Task requirements —
Copy the entries below exactly. Images do not belong in the copy.

Extracted data entries
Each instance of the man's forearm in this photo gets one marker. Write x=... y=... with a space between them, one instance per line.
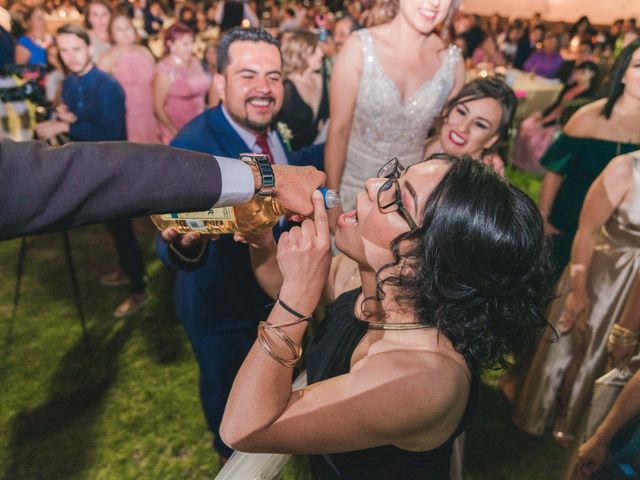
x=45 y=189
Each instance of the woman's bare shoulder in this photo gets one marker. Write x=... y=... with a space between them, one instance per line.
x=431 y=386
x=587 y=120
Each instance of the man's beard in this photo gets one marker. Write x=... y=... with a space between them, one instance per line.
x=258 y=127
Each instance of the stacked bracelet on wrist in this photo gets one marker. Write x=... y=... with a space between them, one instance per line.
x=623 y=337
x=268 y=344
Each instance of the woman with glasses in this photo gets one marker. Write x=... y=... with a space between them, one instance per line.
x=382 y=103
x=453 y=264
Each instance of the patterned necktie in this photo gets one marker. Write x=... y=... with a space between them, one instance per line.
x=262 y=142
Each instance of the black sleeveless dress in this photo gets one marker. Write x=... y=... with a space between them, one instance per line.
x=328 y=356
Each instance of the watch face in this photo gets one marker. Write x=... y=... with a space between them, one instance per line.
x=267 y=178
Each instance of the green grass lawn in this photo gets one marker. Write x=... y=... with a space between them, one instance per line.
x=127 y=407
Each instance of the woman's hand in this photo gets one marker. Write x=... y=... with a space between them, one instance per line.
x=577 y=303
x=304 y=258
x=333 y=216
x=258 y=241
x=621 y=354
x=591 y=456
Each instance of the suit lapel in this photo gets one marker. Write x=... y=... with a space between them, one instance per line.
x=230 y=142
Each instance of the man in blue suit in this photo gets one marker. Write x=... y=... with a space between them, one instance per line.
x=217 y=297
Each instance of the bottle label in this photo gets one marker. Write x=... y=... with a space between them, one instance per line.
x=221 y=214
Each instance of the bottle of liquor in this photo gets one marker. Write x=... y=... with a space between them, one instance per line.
x=255 y=216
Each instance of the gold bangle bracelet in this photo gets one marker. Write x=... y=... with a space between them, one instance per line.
x=264 y=344
x=268 y=346
x=622 y=342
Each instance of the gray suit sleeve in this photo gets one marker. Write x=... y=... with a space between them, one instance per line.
x=44 y=188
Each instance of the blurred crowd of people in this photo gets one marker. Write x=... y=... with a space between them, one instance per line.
x=346 y=87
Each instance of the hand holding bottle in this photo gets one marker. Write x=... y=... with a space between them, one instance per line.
x=304 y=258
x=294 y=186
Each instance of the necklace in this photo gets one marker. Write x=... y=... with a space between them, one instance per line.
x=397 y=326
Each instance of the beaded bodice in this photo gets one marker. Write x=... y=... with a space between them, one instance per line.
x=384 y=126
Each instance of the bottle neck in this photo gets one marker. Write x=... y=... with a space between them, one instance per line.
x=277 y=208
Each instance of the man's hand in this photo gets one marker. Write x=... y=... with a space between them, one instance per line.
x=171 y=235
x=65 y=114
x=294 y=186
x=50 y=129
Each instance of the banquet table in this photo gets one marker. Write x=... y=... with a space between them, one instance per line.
x=56 y=21
x=534 y=93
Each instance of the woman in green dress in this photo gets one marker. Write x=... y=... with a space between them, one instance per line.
x=593 y=136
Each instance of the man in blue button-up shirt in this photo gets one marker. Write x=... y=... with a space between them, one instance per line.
x=93 y=109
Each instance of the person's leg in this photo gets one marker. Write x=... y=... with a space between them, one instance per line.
x=219 y=356
x=131 y=263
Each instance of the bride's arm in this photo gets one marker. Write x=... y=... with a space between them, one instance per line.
x=343 y=92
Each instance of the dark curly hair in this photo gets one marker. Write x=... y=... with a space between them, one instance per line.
x=479 y=265
x=616 y=85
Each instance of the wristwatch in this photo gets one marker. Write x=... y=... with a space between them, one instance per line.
x=267 y=179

Answer for the task —
Each instance of the man's forearm in this photo gets one marker. Write x=... y=... with a space between them, one instance per line.
x=45 y=189
Each instance of the woman's bare shoulder in this photo gets one marker. Write x=... y=... with a space between them, one instance per line.
x=431 y=386
x=587 y=120
Each instance of the man's beard in this photo gets one marker. Write x=... y=... with a space between them, one instance per line.
x=258 y=127
Each instance of the stacked bracelet on wrist in this photo gets one marker. Write x=... y=... with a space between them, one instance per line.
x=623 y=337
x=268 y=344
Each instance of the woman with glasses in this photo gets one marker. Write x=... y=... with a space between them, one instance per line.
x=382 y=103
x=453 y=264
Each instance of the patterned necktie in this photo gets one marker. Write x=... y=... with a space between them, one instance per line.
x=262 y=142
Each instance of the black sleeveless dress in this photo gets one marker. Write x=... y=... with a space between them, one instance per line.
x=328 y=356
Each instance of the watch face in this photo gets one marker. Write x=... y=... with a space between them, one instance per line.
x=267 y=178
Each instance of the green grass lawn in this photo gets one marker. Write x=... y=... with a space between them, one instance per line.
x=127 y=407
Each instance of the woman's hand in this photo gets one marker. Write x=... y=... with a space between them, one instance per line.
x=577 y=303
x=304 y=258
x=333 y=216
x=258 y=241
x=621 y=354
x=591 y=456
Each instance of the suit lapel in this photo gets one marker. Write x=... y=... with a space between them, one instance per line.
x=230 y=142
Each instance of the man in blue suit in this photo gets one marker. Write x=... y=... with a space between them, one instance per line.
x=217 y=297
Each instance of the bottle label in this photo gets one marker. Write x=... y=... with a space between them, one instance per line.
x=221 y=214
Each instance of the bottle of liquor in this photo gets one marker. Write x=... y=... with a space between them, one instance per line.
x=255 y=216
Each instance of the gold bangle bracelet in this photo gets one marker. Write x=... y=... with a space between them, one instance per line.
x=264 y=344
x=268 y=346
x=622 y=342
Each instance of the gray suit sleeve in this photo gets one marker. Write x=... y=... with a space between them, one instance per line.
x=44 y=188
Each instance of the blurred crowd of people in this photo gets one marker. Write x=... y=... with a space between them, one instance per line.
x=346 y=87
Each instance of the hand holding bottle in this photo gets one marker. Write x=... y=... with a space between them, one instance per line.
x=304 y=258
x=294 y=186
Each instance of the necklace in this photo gets one marker. Write x=... y=... with a space between them, one instance per line.
x=397 y=326
Each instance of the beaded bodice in this photo gets one marker. Write x=... y=... with a space between them, one instance per line.
x=384 y=126
Each instance of the bottle neck in this photo gets one marker. Write x=... y=... with a space between them, one instance per line.
x=277 y=208
Each instance of the man's hand in this photo gets one marker. Write x=... y=... with a space between them, one instance per line.
x=171 y=235
x=65 y=114
x=294 y=186
x=50 y=129
Each instance of the banquet table in this photo gets one marker. Write x=... y=... with a space between them, one instance per line.
x=56 y=21
x=534 y=93
Each instance of the woman in green dress in this photo gets one marker. Write x=... y=... with a space between them, one instance per line.
x=593 y=136
Each instance of the man in blue button-up shirt in this photo gets one marker. Write x=... y=... with a space between them, one instance per line.
x=93 y=109
Each instance of the person's leg in this photo gets one marker. Write x=... y=... with a space between them, one instance per line.
x=219 y=356
x=131 y=263
Each instance of the bride's arm in this photo gets one marker. Write x=... y=... with a space between them, one instance per line.
x=343 y=92
Each instance of the dark curly hair in this photo gets one marker. Write x=... y=... with a space between them, one instance per line.
x=479 y=265
x=616 y=85
Each instance of the wristwatch in this photo gets one marker. Write x=... y=... with a space between them, one instance per line.
x=267 y=179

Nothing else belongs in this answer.